(Coordinate annotation entries)
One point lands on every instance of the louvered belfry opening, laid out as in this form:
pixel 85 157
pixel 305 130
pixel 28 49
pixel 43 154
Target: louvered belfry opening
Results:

==

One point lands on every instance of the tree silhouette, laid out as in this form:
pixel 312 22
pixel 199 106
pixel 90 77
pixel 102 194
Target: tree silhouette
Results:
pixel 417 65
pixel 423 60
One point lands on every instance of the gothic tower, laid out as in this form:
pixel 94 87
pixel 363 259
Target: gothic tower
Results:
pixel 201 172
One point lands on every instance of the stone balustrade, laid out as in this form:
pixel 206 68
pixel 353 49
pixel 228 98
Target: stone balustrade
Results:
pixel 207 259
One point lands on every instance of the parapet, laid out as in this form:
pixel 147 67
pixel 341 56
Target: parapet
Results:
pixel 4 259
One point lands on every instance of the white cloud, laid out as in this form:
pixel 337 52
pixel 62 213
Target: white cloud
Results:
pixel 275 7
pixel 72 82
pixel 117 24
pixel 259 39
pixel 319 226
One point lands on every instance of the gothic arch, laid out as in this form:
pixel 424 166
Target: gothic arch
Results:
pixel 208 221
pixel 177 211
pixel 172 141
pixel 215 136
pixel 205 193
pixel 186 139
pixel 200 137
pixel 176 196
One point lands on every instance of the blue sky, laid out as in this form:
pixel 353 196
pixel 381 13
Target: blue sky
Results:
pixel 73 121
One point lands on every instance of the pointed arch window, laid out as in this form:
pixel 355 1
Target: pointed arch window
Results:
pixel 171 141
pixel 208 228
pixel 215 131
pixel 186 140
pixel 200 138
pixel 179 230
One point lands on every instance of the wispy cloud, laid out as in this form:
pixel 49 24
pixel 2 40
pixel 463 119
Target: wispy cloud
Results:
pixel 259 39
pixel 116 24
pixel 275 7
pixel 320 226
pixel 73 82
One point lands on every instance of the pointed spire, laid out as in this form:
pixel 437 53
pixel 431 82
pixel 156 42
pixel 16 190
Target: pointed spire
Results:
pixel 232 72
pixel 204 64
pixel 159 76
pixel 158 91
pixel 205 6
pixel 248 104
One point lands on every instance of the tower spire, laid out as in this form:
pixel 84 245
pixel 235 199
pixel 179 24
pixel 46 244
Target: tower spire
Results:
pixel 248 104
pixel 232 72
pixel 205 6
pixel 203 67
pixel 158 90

REQUIRED WORK :: Reproduce the rows above verbatim, starting at the line containing "One point lands on every instance of the blue" and ending at the line containing "pixel 158 90", with both of those lines included.

OUTPUT ::
One point lands on every instance of the blue sky, laid out as in this form:
pixel 353 196
pixel 381 13
Target: blue sky
Results:
pixel 73 121
One point lands on every instance of the pointed arch window, laid out as in this form:
pixel 355 1
Target: pointed arch window
Results:
pixel 171 141
pixel 208 228
pixel 215 131
pixel 186 140
pixel 200 138
pixel 179 230
One point lands on every instance of the wispy cloud, laid out as in this form:
pixel 49 24
pixel 2 40
pixel 463 119
Target: wispy cloud
Results:
pixel 259 39
pixel 116 24
pixel 275 7
pixel 320 226
pixel 73 82
One point lands on every instance of the pointed spire, laid out as in this form:
pixel 437 53
pixel 431 82
pixel 156 42
pixel 16 190
Target: pointed spire
Results:
pixel 232 72
pixel 204 64
pixel 159 76
pixel 158 91
pixel 205 6
pixel 248 104
One point lands on every instance of the tower spire, laid out as in this form:
pixel 84 245
pixel 235 199
pixel 179 24
pixel 46 244
Target: tower spire
Results:
pixel 248 104
pixel 232 72
pixel 205 6
pixel 203 67
pixel 158 90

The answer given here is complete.